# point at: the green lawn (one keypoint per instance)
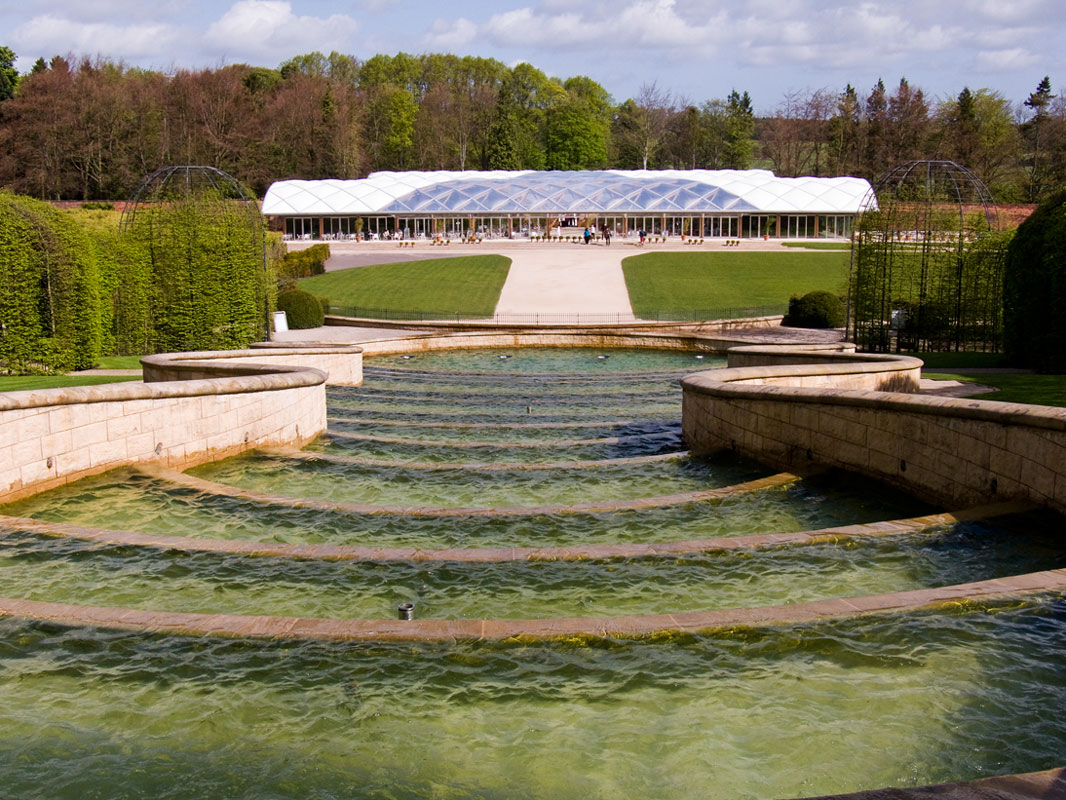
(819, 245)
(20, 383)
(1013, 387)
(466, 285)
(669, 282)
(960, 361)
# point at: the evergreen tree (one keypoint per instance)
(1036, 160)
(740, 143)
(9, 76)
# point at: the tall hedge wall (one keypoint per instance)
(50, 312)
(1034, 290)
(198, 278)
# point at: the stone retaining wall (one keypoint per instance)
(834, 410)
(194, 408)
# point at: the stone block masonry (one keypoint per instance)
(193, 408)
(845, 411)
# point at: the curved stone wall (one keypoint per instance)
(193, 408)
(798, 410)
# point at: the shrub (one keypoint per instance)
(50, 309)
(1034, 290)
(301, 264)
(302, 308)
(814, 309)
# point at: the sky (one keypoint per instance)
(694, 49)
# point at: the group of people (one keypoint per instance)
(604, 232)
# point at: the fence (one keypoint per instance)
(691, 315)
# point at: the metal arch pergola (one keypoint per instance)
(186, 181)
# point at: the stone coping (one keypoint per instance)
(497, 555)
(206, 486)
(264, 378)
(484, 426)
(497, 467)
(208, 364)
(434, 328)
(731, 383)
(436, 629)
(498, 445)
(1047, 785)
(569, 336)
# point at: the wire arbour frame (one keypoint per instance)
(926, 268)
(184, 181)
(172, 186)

:: WHAT YOU NEED TO DO ::
From the line containing "# point at: the stone block" to the final line of the data above, transcribe every line exactly and nothing more.

:: SOLUTION TO THE PROBLEM ::
# point at: the stone block masonry (one keypoint per instance)
(193, 408)
(845, 411)
# point at: the curved stone wall (one keypoint per instance)
(193, 408)
(798, 410)
# point at: the shrub (one keypoint per instance)
(50, 309)
(1034, 290)
(301, 264)
(302, 308)
(814, 309)
# point at: the sky (one keypoint per instance)
(694, 49)
# point at: the group of people (one keypoint per instance)
(604, 232)
# point at: the fence (one keypoint per instance)
(691, 315)
# point at: the metal arch pergola (one keypoint per instance)
(186, 181)
# point at: the stone coping (one keypoint per instance)
(497, 555)
(206, 486)
(264, 378)
(484, 426)
(497, 467)
(208, 364)
(434, 328)
(731, 383)
(436, 629)
(498, 445)
(1047, 785)
(569, 336)
# point at: the wire arbour frame (one keypoint per instance)
(926, 268)
(184, 181)
(172, 186)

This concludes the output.